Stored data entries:
----------

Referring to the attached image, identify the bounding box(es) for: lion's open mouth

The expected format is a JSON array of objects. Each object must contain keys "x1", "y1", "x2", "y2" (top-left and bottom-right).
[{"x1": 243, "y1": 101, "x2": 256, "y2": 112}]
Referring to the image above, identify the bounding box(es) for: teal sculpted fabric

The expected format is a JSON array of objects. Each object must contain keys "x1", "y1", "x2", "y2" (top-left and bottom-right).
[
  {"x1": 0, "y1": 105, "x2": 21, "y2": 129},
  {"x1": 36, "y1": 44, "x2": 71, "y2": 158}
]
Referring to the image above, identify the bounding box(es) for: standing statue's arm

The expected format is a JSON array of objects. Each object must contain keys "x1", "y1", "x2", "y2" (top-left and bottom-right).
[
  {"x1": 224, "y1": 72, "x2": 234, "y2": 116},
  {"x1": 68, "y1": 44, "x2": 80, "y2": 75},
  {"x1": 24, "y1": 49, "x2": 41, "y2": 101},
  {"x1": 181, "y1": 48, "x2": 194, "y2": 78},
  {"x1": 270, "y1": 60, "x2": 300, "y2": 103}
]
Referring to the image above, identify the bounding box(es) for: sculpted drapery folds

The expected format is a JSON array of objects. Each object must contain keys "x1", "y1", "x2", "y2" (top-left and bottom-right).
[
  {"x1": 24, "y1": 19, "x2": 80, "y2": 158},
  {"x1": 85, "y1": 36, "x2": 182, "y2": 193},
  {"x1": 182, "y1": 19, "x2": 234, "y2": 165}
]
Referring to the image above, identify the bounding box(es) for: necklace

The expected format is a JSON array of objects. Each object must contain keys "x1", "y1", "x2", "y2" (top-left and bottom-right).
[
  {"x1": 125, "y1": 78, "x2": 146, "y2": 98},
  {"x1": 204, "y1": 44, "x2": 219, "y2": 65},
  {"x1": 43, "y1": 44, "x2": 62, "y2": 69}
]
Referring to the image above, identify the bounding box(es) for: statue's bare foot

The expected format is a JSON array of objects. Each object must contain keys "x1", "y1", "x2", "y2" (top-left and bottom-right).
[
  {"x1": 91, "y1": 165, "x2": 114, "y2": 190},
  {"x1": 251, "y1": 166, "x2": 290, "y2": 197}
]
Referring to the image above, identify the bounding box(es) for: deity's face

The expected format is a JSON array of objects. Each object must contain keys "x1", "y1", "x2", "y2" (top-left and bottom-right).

----------

Objective:
Copy out all of the data above verbatim, line for line.

The answer:
Referring to the attached image, identify the bounding box(es) for: lion's open mouth

The expected format is a JSON array of objects. Each object must contain keys "x1", "y1", "x2", "y2" (top-left and bottom-right).
[{"x1": 243, "y1": 101, "x2": 256, "y2": 112}]
Referring to the image above, identify the bounding box(es) for: teal sculpted fabric

The expected format is a JSON array of objects. Each object must contain keys "x1", "y1", "x2", "y2" (top-left and bottom-right).
[
  {"x1": 0, "y1": 105, "x2": 21, "y2": 129},
  {"x1": 36, "y1": 44, "x2": 71, "y2": 158}
]
Referring to the image above, identify the bounding box(es) for: standing statue's arm

The expected format is a JSON array of objects. Each object must contain keys "x1", "y1", "x2", "y2" (top-left and bottom-right).
[
  {"x1": 224, "y1": 72, "x2": 234, "y2": 116},
  {"x1": 68, "y1": 44, "x2": 80, "y2": 75},
  {"x1": 24, "y1": 49, "x2": 41, "y2": 101},
  {"x1": 181, "y1": 48, "x2": 194, "y2": 78},
  {"x1": 270, "y1": 60, "x2": 300, "y2": 103}
]
Referring to the image above, identify the bounding box(es) for: sculpted drapery folds

The expected format is a JSON array of objects. Each object must contain keys "x1", "y1", "x2", "y2" (top-left and bottom-right).
[
  {"x1": 24, "y1": 19, "x2": 80, "y2": 158},
  {"x1": 85, "y1": 36, "x2": 182, "y2": 193},
  {"x1": 182, "y1": 19, "x2": 234, "y2": 165}
]
Referring to the image above, identify the bounding box(es) for: necklace

The expected format is a JSON array of objects. Each object must contain keys "x1", "y1", "x2", "y2" (top-left and bottom-right).
[
  {"x1": 125, "y1": 78, "x2": 146, "y2": 98},
  {"x1": 204, "y1": 44, "x2": 219, "y2": 65},
  {"x1": 43, "y1": 44, "x2": 62, "y2": 69}
]
Referring to the image above, identify the bounding box(es) for: statue's bare foot

The expected format is a JSON array of objects. Each object must contain keys "x1", "y1", "x2", "y2" (top-left and bottom-right).
[
  {"x1": 91, "y1": 165, "x2": 114, "y2": 190},
  {"x1": 251, "y1": 166, "x2": 290, "y2": 197}
]
Referring to the image above, identify the bounding box(es) for: deity's face

The expected format is a JSON array of objects. Each object must contain keys "x1", "y1", "x2", "y2" (top-left and bottom-right).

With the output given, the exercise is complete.